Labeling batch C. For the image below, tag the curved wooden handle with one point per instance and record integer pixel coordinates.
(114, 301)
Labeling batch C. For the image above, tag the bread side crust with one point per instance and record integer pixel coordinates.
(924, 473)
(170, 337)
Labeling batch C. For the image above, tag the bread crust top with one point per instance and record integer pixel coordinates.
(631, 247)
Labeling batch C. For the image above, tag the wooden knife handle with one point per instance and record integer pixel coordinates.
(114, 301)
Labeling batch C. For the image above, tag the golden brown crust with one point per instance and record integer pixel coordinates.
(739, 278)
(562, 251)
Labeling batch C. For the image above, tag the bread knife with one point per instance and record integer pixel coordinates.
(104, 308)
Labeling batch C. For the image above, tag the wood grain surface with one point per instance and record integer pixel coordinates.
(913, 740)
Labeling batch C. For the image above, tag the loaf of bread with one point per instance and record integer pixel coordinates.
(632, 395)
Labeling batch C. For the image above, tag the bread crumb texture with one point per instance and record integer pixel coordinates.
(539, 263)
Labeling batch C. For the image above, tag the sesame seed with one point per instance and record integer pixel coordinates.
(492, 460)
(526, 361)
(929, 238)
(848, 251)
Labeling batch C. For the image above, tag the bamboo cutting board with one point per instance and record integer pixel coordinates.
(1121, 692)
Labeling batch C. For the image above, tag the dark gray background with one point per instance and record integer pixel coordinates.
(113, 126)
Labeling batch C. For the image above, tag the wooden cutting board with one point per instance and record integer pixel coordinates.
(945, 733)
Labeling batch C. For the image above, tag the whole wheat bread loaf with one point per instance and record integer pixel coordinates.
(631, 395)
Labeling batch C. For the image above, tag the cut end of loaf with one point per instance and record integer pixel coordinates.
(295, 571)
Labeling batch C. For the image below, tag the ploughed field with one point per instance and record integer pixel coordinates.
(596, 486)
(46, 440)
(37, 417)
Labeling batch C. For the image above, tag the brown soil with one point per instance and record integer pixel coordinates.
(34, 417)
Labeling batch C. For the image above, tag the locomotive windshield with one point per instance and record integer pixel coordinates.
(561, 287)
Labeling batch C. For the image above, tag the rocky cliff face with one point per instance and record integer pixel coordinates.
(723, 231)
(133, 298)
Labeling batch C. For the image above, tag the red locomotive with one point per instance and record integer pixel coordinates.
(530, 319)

• • • •

[ASSIGNMENT]: Give the entries again, every one of them exactly.

[WRITTEN RESPONSE]:
Labeling batch C. For the image below, tag the curved wooden handle with one point per instance and record integer pixel coordinates.
(114, 301)
Labeling batch C. For the image above, tag the bread side crust with one point per instance and record integer pixel coordinates.
(924, 473)
(170, 337)
Labeling batch C. For the image above, tag the bread crust top with one point per instance and record integer pixel coordinates.
(631, 247)
Labeling batch C. For the image above, tag the wooden knife handle with one point per instance and record integer pixel coordinates.
(114, 301)
Labeling batch C. For the image above, tag the golden brown crust with one point per instance and record integer pixel coordinates.
(739, 278)
(562, 251)
Labeling batch C. For the image above, tag the bread knife with one point per instance and record integer pixel coordinates.
(104, 308)
Labeling batch C. For the image above, tag the wood grain surface with one point per instance and record integer pixel coordinates.
(913, 740)
Labeling batch C. For the image above, tag the loaf of bread with one point per instance and record integer pixel coordinates.
(632, 395)
Labeling batch C. For the image above, tag the bread crumb texture with one point per instance and record integer pixel coordinates.
(539, 263)
Labeling batch C. For the image above, tag the sesame seed with one point per instance and record integer pixel coordinates.
(492, 460)
(526, 361)
(929, 238)
(848, 251)
Labeling batch C. For the image above, tag the bamboo cutting board with one point per instance and record integer pixel coordinates.
(1121, 692)
Labeling batch C. For the image above, tag the dark gray background with one point per instance and record integer pixel coordinates.
(113, 126)
Labeling batch C. For the image above, tag the wooden cutting board with one point per instance and record integer pixel coordinates.
(945, 733)
Labeling batch C. For the image above, tag the whole wheat bread loaf with one point per instance and record integer pixel coordinates.
(631, 395)
Labeling batch C. For the image above, tag the cut end of loaf with one point per instance and record integer pixel coordinates.
(295, 571)
Labeling batch C. For the image below, tag the ploughed field with one point per instance and record integer pixel coordinates.
(596, 486)
(46, 440)
(37, 417)
Labeling batch C. For the image above, tag the brown soil with one point per instance and record integer pixel coordinates.
(34, 417)
Labeling batch C. For the image above, tag the locomotive windshield with one point per instance and record integer pixel coordinates.
(561, 287)
Labeling batch C. For the image above, tag the rocky cliff face with one point per instance and record integer pixel coordinates.
(723, 231)
(133, 298)
Labeling batch C. For the image above, tag the red locomotive with one point per instance and record integer pixel coordinates.
(530, 319)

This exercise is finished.